• **DOCUMENT SECTION**:

· · · ·

Federal Subsistence Regional Advisory Council Membership

AGENCIES: Forest Service, Agriculture; Fish and Wildlife Service, 

ACTION: Reaffirmation of current regulations.


SUMMARY: This document describes the membership makeup of Federal 
subsistence regional advisory councils established under subsistence 
management regulations. This document is the final step in an 
administrative action with respect to those regulations, made necessary 
because of an order entered by the U.S. District Court for Alaska. The 
U.S. District Court order made it necessary to give further 
consideration to alternative methods for assuring balance in membership 
for regional advisory councils and to provide a complete and thorough 
administrative record.

FOR FURTHER INFORMATION CONTACT: Chair, Federal Subsistence Board, c/o 
U.S. Fish and Wildlife Service, Attention: Peter J. Probasco, Office of 
Subsistence Management; (907) 786-3888. For questions specific to 
National Forest System lands, contact Steve Kessler, Regional 
Subsistence Program Leader, USDA, Forest Service, Alaska Region, (907) 



    Title VIII of the Alaska National Interest Lands Conservation Act 
(ANILCA) (16 U.S.C. 3111-3126) requires the Secretaries of the Interior 
and Agriculture to implement a program to grant a preference for 
subsistence uses of fish and wildlife resources on Federal public lands 
and waters, unless the State of Alaska enacts and implements laws of 
general applicability that are consistent with ANILCA and that provide 
for the subsistence definition, preference, and participation specified 
in Sections 803, 804, and 805 of ANILCA. The State implemented a 
program that the Department of the Interior found to be consistent with 
ANILCA. However, in December 1989, the Alaska Supreme Court ruled in 
McDowell v. State of Alaska that the rural preference in the State 
subsistence statute violated the Alaska Constitution. The Court's 
ruling in McDowell required the State to delete the rural preference 
from the subsistence statute and, therefore, negated State compliance 
with ANILCA.

· · · ·

• **RECORD EXTRACTS**:
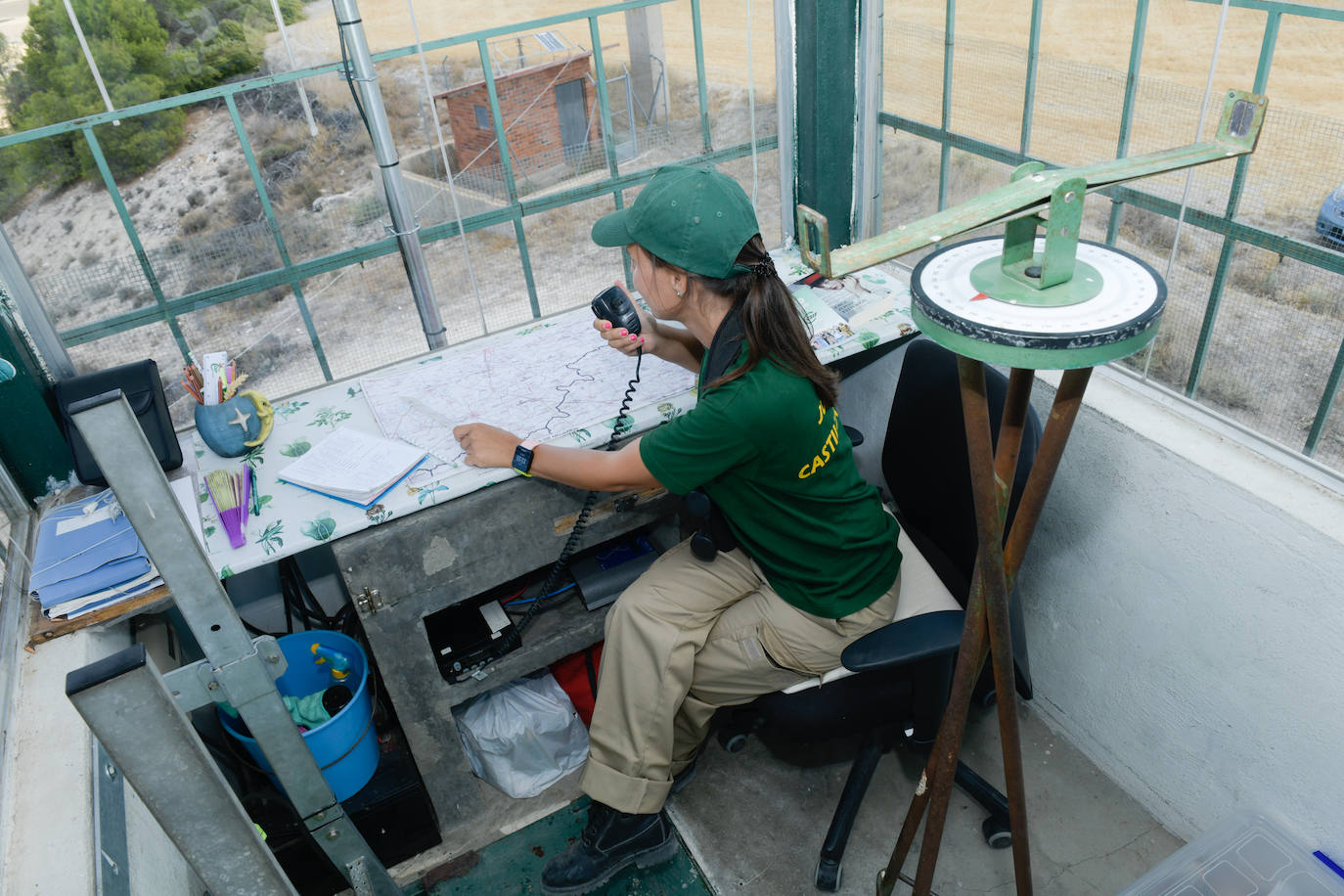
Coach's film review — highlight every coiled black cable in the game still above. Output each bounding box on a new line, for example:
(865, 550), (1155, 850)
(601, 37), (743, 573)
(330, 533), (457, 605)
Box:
(504, 348), (644, 642)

· · · ·

According to the advisory council membership notice, what did the Alaska Supreme Court rule in McDowell v. State of Alaska?

It ruled that the rural preference in the State subsistence statute violated the Alaska Constitution.